(INSTRUCTIONS FOR THE TASK): How many lines below contain the string "bird"? Reply with the figure and no further words.

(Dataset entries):
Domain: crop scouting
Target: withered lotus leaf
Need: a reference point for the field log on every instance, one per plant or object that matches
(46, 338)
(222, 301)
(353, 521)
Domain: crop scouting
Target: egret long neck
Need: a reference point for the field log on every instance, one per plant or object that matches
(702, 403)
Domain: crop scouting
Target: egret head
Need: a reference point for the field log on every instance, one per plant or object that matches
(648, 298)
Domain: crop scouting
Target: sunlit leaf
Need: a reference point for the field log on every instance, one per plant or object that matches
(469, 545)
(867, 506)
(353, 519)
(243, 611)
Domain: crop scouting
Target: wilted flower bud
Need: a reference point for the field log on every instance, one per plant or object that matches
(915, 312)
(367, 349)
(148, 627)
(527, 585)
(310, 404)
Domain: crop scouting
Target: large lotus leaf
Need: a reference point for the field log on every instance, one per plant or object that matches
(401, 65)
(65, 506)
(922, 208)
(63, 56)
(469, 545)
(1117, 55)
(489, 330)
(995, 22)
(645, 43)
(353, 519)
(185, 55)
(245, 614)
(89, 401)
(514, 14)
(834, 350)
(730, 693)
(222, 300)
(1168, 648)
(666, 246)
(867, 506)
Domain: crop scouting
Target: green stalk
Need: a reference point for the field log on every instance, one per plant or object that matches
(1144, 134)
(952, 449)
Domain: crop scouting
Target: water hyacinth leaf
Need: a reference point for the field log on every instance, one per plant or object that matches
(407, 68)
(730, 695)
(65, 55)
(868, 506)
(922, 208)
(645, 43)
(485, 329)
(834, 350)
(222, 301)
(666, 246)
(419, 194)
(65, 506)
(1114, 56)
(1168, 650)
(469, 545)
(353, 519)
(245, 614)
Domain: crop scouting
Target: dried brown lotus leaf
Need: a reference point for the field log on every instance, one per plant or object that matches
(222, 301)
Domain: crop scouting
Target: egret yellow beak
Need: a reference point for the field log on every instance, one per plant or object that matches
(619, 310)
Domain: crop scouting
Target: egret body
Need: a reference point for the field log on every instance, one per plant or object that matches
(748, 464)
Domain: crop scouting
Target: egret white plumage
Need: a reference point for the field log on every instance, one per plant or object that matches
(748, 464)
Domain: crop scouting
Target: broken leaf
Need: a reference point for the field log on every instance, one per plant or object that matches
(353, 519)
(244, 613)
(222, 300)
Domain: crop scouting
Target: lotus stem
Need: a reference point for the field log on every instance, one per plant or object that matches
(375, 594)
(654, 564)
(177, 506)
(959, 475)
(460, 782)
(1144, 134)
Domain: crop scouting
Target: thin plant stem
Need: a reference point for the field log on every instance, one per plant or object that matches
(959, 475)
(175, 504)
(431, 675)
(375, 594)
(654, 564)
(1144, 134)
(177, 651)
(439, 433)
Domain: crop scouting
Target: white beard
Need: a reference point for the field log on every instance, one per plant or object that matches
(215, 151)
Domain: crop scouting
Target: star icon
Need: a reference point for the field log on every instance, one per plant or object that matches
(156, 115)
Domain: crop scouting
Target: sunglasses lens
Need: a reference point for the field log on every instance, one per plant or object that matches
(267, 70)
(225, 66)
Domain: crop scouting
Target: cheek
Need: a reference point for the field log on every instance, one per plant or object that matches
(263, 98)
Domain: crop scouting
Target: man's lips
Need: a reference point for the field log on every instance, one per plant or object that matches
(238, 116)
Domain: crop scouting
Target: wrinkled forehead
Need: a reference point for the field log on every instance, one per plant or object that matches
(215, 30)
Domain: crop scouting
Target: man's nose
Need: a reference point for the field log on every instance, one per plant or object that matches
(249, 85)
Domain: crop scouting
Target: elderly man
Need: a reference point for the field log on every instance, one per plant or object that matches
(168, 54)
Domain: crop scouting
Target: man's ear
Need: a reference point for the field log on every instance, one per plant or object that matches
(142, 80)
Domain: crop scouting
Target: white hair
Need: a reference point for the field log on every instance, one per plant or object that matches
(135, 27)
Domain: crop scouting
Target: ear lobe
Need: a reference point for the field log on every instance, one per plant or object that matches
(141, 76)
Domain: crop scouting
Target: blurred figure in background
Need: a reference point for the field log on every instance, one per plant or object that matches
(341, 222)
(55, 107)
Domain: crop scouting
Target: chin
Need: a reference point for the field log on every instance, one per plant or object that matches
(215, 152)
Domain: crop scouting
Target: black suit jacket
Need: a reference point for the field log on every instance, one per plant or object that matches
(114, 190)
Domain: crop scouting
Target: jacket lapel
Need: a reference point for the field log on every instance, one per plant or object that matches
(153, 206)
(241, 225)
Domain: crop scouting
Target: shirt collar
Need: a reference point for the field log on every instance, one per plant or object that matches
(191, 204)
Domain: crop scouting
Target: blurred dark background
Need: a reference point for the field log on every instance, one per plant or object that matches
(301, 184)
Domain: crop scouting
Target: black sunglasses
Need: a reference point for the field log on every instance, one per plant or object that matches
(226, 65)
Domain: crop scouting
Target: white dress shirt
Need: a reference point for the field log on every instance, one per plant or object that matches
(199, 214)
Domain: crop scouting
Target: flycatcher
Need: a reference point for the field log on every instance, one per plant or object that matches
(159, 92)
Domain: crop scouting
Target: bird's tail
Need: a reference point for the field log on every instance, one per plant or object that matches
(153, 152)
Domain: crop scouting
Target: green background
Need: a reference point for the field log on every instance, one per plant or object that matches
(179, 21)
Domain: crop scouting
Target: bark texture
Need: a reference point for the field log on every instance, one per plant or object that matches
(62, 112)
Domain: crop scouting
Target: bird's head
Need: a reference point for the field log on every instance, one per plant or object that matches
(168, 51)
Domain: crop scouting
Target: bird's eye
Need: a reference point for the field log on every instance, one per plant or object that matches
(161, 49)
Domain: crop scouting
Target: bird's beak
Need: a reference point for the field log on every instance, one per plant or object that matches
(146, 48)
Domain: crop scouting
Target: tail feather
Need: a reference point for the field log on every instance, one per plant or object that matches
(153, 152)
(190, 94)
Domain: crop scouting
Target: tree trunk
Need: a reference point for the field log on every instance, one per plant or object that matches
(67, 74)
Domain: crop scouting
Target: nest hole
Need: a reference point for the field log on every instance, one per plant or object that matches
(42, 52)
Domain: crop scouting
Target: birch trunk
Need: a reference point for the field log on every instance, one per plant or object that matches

(THE COMPLETED TASK): 4